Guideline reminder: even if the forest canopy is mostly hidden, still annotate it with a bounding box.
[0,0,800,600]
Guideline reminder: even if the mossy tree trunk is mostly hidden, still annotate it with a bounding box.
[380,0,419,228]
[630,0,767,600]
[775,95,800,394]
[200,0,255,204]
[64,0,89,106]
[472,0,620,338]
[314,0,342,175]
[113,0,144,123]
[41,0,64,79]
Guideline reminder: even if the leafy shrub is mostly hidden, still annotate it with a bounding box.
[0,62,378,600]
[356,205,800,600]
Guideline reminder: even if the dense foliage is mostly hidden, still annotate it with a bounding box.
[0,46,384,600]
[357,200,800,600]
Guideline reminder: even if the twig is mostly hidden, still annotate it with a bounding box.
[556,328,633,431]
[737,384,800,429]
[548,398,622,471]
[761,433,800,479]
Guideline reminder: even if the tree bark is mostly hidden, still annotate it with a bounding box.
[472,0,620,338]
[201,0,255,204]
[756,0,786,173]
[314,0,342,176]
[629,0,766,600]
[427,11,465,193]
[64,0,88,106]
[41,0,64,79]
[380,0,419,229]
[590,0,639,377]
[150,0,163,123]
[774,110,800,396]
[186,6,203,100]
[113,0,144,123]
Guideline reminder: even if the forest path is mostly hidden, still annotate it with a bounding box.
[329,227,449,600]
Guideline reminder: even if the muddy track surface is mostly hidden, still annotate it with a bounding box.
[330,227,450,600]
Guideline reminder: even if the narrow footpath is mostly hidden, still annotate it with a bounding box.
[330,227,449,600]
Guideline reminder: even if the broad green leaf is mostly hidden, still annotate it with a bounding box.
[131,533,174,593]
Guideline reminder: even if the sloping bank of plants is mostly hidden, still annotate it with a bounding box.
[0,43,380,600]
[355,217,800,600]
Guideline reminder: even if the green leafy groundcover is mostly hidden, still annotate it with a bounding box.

◆ **WHAT IS BEING ASKED**
Update all of the records above by changing "mostly hidden" to "partly hidden" and leaving everything else as it is.

◆ **OUTPUT OF THE TASK**
Guideline reminder: even if the forest canopy is partly hidden, still annotate it with a bounding box.
[0,0,800,600]
Guideline reminder: even if the mossy tree trunk is partly hidden, still annotate it with a bounding box.
[380,0,419,228]
[630,0,767,600]
[775,95,800,394]
[200,0,255,204]
[64,0,89,106]
[472,0,620,338]
[314,0,342,175]
[113,0,144,123]
[41,0,64,79]
Guideline reminder: even if the leafy shrub is partly hidden, still annotate it with a bounding box.
[0,62,378,600]
[356,205,800,600]
Guideline reminder: even if the dense foliage is partly hidden, still annotate it with a bounding box.
[0,46,384,600]
[357,200,800,600]
Guideline reminder: even if the twig is partly hidden, still annotate it with a bounding box.
[556,328,633,431]
[737,384,800,429]
[548,398,622,471]
[761,433,800,479]
Guideline reminder: even if the tree bark is partly hidden, still annotate it with a bounding box.
[472,0,620,338]
[201,0,255,204]
[756,0,786,173]
[314,0,342,176]
[629,0,766,600]
[427,11,465,193]
[64,0,88,106]
[41,0,64,79]
[380,0,419,229]
[590,0,639,377]
[150,0,163,123]
[774,110,800,396]
[186,6,203,100]
[113,0,144,123]
Guideline reminder: even if the forest path is partly hidden, still annotate it with a bounding box.
[329,227,449,600]
Guideline reminder: even if the muddy track surface is partly hidden, still annotate it with a bounding box.
[330,227,450,600]
Guideline reminder: even if the narrow footpath is partly hidden, still annotate it with a bounding box.
[330,227,449,600]
Guideline reminder: even if the broad green leaf is partly hidden, still annotate it with a bounding box.
[131,533,174,593]
Guideline reminder: even if the sloping bank of plants is partly hidden, still annotate it with a bounding box.
[0,43,380,600]
[355,217,800,600]
Guideline reminder: even if the green leafy groundcover is partly hidden, still annotate it with a bounding box.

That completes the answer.